**Your task**
Reproduce the entries below verbatim, from the line containing "trim, one point per instance." through the line containing "[[174, 61]]", with both of those lines included.

**Supplied information**
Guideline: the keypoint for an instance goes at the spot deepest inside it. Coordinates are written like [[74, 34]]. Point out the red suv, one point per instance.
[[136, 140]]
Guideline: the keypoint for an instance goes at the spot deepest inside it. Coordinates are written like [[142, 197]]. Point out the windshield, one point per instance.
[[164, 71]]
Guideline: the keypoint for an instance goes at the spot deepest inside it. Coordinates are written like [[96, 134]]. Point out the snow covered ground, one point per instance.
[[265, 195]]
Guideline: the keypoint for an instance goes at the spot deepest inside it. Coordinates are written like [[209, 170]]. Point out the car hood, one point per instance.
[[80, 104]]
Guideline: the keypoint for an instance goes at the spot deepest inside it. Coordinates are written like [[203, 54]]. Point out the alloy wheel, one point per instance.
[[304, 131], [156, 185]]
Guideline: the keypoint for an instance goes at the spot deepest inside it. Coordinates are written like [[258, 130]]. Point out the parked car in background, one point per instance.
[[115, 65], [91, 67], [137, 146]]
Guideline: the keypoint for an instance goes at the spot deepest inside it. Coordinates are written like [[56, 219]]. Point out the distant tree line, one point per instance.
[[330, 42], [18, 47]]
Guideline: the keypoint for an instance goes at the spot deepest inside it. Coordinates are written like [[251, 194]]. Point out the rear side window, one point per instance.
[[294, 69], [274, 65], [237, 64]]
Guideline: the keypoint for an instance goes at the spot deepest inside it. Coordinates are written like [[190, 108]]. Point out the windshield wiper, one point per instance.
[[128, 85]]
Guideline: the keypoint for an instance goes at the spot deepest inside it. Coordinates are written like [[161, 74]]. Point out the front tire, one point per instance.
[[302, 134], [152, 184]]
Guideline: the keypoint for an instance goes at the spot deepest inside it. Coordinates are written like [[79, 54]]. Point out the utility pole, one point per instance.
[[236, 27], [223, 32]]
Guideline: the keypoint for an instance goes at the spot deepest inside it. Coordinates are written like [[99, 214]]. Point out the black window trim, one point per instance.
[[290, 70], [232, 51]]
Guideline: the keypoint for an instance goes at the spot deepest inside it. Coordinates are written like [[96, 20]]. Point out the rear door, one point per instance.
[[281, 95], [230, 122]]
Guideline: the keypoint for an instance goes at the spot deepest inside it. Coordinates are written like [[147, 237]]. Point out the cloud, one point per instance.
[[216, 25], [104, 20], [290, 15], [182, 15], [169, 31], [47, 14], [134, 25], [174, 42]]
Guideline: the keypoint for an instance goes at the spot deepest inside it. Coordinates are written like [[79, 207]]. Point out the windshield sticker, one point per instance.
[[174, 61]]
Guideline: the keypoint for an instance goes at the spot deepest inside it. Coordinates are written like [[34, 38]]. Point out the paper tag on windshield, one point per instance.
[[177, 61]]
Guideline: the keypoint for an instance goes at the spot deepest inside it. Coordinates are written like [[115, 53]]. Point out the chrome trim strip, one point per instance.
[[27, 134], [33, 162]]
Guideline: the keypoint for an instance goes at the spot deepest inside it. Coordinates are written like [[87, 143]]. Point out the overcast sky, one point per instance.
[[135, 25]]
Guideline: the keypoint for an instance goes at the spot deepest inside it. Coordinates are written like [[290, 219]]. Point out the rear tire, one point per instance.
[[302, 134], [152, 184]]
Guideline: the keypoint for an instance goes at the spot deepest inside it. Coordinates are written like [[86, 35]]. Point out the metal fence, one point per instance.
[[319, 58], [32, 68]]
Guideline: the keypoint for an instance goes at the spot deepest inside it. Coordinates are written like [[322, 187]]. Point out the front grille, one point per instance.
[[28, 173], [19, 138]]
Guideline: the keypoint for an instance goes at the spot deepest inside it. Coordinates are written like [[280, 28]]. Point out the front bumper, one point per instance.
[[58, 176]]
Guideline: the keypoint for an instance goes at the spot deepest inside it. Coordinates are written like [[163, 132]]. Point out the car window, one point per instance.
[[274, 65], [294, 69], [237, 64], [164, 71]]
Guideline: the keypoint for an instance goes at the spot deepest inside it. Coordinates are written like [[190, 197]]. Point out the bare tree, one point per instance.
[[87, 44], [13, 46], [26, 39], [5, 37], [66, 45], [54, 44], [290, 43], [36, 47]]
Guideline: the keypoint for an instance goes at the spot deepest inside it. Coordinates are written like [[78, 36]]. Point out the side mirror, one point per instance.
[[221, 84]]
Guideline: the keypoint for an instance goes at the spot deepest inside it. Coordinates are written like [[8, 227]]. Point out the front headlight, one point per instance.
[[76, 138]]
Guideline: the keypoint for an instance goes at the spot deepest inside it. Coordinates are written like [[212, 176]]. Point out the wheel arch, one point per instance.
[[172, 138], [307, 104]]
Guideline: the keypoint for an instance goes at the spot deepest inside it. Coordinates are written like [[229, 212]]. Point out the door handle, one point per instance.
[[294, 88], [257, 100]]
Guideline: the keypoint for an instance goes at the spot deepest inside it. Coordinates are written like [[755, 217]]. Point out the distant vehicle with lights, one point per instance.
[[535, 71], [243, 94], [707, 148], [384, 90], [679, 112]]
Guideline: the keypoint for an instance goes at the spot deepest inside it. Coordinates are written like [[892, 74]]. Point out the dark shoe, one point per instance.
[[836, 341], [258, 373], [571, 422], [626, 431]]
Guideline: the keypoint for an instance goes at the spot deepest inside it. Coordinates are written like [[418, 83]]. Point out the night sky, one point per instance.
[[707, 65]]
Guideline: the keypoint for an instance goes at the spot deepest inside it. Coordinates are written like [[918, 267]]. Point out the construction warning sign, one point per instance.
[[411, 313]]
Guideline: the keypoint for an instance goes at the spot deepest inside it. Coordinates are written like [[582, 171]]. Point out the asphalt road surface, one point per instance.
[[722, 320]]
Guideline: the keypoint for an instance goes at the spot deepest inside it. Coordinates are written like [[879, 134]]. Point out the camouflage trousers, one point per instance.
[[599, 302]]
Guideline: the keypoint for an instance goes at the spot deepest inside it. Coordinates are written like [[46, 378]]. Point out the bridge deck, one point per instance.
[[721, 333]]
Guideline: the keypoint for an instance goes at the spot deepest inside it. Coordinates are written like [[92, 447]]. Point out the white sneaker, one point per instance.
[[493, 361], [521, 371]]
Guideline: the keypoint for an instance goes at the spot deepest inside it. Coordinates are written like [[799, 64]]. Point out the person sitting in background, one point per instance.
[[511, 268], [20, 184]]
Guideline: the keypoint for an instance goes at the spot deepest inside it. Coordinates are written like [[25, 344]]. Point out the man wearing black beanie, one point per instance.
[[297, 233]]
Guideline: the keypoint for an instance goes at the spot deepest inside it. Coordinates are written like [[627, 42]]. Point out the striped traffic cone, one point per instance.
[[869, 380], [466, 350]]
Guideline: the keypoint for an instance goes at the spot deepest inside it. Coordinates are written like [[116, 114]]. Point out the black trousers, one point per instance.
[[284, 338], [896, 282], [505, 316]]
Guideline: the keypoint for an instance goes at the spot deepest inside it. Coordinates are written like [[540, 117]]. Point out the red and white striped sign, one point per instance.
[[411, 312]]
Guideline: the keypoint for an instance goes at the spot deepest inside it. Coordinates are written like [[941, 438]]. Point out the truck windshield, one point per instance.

**Answer to this task**
Guideline: the keypoint for an instance goes at the spot deepest inside it. Coordinates are written like [[99, 214]]. Point out the black window trim, one point per instance.
[[290, 70], [232, 51]]
Guideline: the keypoint for an instance goes at the spot deepest inside it. Coordinates are written like [[96, 20]]. Point out the rear door, one point per instance.
[[281, 95], [230, 122]]
Guideline: the keypoint for an instance goes at the spot deepest inside it. Coordinates are written like [[147, 237]]. Point out the cloud, one point per instance.
[[216, 25], [104, 20], [290, 15], [182, 15], [169, 31], [47, 14], [134, 25], [174, 42]]
Guideline: the keypoint for an instance goes at the spot deepest inside it. Coordinates are written like [[79, 207]]. Point out the windshield sticker, one point per instance.
[[174, 61]]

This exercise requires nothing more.